#### YOUR GOAL
Your reply should be an exact copy of the lines from the one that holds "Place a dot on every instance of the eye, one" to the end of the data below.

#### DATA RECORDS
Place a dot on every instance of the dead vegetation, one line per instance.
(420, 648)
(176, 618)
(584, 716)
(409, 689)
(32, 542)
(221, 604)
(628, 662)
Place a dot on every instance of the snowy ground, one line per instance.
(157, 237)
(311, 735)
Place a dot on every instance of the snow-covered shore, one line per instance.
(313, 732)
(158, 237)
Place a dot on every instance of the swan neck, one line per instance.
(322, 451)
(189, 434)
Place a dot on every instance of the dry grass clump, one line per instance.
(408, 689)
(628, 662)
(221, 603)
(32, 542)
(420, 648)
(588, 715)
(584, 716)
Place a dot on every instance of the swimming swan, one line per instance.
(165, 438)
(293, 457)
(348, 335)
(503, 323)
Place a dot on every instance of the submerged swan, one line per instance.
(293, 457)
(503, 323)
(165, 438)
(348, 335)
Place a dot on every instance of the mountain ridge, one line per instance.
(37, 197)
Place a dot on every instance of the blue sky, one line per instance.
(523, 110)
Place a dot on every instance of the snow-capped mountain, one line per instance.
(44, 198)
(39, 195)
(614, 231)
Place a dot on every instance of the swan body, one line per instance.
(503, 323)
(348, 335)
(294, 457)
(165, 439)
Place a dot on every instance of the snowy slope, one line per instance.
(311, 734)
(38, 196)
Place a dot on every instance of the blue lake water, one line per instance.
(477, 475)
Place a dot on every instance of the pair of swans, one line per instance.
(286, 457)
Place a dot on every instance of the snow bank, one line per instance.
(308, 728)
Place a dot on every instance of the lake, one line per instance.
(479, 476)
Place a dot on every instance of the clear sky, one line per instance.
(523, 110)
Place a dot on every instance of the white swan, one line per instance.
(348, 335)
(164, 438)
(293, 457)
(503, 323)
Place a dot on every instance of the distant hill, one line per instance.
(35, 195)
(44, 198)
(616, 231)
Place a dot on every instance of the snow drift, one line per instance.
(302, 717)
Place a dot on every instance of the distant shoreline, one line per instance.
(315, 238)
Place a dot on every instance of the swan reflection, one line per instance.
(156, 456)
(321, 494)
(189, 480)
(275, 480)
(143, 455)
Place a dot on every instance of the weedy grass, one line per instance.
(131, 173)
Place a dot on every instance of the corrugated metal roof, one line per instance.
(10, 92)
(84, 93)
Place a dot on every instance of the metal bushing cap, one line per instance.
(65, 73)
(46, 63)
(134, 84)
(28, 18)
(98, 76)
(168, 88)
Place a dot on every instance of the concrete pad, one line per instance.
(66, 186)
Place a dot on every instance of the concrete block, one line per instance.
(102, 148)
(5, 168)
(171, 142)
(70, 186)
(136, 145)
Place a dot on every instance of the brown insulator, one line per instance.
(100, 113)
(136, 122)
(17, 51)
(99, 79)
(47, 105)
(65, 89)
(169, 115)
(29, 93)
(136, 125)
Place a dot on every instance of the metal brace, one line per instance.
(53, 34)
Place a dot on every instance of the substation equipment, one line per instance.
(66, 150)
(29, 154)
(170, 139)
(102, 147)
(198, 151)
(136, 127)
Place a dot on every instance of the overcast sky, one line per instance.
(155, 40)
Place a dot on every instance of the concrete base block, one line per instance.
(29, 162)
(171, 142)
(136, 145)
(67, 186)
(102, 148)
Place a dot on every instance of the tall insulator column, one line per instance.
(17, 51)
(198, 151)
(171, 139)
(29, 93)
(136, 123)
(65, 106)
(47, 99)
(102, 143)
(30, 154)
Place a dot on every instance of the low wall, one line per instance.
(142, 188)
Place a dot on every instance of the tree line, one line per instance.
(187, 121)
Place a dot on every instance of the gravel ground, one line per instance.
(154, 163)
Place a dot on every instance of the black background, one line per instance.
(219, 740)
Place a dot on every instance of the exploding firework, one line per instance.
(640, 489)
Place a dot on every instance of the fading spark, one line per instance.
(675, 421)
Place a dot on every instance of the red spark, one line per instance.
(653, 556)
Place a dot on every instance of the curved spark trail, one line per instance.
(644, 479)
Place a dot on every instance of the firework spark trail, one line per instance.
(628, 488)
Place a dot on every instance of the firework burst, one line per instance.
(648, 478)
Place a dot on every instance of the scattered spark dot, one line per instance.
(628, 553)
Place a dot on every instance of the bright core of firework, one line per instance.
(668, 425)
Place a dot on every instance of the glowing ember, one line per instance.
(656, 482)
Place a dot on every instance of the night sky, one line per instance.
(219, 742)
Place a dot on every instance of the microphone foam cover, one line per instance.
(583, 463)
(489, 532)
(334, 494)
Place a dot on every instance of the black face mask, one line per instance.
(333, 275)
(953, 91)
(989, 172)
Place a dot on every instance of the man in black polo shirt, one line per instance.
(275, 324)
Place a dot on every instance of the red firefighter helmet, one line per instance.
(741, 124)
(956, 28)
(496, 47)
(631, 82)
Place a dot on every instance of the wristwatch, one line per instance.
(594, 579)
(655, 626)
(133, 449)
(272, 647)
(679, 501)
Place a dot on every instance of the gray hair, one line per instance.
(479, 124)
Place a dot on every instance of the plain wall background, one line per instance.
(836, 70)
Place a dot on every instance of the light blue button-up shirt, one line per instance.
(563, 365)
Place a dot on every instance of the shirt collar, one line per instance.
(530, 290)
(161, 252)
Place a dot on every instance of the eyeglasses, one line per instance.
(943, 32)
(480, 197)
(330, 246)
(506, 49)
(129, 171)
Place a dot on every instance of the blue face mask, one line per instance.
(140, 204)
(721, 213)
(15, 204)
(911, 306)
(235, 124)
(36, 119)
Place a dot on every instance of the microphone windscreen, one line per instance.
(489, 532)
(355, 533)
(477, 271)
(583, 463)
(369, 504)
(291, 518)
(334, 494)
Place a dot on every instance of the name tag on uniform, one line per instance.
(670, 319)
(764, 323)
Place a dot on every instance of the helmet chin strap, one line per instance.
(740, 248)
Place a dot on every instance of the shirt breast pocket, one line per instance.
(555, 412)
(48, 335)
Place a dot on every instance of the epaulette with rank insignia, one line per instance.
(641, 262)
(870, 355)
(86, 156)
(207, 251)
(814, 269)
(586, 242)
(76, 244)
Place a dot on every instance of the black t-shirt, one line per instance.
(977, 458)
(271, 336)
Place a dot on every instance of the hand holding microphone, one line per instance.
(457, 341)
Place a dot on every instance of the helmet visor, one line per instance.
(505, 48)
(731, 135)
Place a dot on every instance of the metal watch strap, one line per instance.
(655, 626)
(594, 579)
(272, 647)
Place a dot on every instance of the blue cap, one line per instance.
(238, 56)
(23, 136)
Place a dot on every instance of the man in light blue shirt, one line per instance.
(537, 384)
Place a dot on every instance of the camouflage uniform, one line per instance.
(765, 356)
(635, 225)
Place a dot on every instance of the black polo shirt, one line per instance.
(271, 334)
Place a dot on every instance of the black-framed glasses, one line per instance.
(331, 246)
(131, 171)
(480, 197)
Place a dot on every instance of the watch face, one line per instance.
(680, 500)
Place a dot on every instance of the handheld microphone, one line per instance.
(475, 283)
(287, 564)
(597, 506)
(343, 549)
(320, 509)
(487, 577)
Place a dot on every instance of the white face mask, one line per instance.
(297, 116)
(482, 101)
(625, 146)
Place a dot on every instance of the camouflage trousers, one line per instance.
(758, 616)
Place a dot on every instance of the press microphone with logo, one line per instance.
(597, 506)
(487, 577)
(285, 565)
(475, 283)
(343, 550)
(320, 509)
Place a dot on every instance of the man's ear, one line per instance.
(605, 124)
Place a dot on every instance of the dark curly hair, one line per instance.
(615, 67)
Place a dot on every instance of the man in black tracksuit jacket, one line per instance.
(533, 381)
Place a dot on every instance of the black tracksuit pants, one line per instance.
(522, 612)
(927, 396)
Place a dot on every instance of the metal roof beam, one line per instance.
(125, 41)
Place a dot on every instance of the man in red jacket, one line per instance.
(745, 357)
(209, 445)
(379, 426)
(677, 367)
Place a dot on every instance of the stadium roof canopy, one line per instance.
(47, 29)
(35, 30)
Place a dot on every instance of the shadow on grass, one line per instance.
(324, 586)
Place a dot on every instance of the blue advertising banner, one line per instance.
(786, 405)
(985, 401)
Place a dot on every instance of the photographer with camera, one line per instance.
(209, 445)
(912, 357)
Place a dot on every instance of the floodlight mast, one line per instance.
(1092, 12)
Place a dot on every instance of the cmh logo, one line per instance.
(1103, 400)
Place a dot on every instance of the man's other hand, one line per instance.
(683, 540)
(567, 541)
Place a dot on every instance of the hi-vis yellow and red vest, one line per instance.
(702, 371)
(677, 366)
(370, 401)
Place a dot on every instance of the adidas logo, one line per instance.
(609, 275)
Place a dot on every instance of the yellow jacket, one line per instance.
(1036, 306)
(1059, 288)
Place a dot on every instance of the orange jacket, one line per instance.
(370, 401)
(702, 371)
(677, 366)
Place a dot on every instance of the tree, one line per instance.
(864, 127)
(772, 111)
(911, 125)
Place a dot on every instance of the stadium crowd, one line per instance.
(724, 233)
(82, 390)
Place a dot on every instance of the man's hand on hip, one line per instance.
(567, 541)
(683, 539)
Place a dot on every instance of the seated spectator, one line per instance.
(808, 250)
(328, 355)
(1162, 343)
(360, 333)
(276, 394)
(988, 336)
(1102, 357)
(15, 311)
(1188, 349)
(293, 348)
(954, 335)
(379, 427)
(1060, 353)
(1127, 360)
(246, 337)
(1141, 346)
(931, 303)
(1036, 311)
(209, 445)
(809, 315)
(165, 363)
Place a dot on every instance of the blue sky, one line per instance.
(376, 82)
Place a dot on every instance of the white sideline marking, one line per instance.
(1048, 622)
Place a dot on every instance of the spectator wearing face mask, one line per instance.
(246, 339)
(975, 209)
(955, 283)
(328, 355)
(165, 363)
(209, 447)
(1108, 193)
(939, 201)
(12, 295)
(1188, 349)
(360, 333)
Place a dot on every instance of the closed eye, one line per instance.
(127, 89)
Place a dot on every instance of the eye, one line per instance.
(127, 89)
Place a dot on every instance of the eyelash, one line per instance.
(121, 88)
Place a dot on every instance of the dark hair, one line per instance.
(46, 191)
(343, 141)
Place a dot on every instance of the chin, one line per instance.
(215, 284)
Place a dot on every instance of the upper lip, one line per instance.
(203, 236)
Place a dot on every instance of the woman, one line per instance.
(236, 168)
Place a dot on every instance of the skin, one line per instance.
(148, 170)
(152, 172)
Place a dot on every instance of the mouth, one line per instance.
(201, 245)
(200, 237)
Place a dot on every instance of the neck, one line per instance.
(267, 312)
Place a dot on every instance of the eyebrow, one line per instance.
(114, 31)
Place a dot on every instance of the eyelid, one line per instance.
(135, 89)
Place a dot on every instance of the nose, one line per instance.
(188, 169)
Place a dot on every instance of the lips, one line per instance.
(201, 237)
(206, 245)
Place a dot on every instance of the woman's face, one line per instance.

#### RESPONSE BOX
Place a dot on every instance of the eye, one line per instance.
(127, 89)
Place a dot on every instance of the eyelash, one line per instance.
(121, 88)
Place a dot on every instance of the dark hair, one line per instance.
(46, 191)
(343, 141)
Place a dot on every instance of the chin, one line per instance.
(215, 284)
Place a dot on every instance of the upper lip, one line per instance.
(203, 236)
Place a dot on every instance of the woman, one line per instance.
(236, 168)
Place a dot on every instance of the skin, one line per instance.
(148, 170)
(152, 172)
Place a dot on every instance of the mouth, one line per instance.
(201, 245)
(200, 237)
Place a dot on every instance of the neck, one line per instance.
(267, 312)
Place a dot on every instance of the eyebrow, one line per instance.
(114, 31)
Place a dot on every instance of the eyelid, one line per instance.
(135, 89)
Place a dot on every instance of the nose, one line per instance.
(188, 169)
Place a dot on every instance of the lips, one line per instance.
(201, 237)
(206, 245)
Place a dot on every instance of the woman's face, one line per instance.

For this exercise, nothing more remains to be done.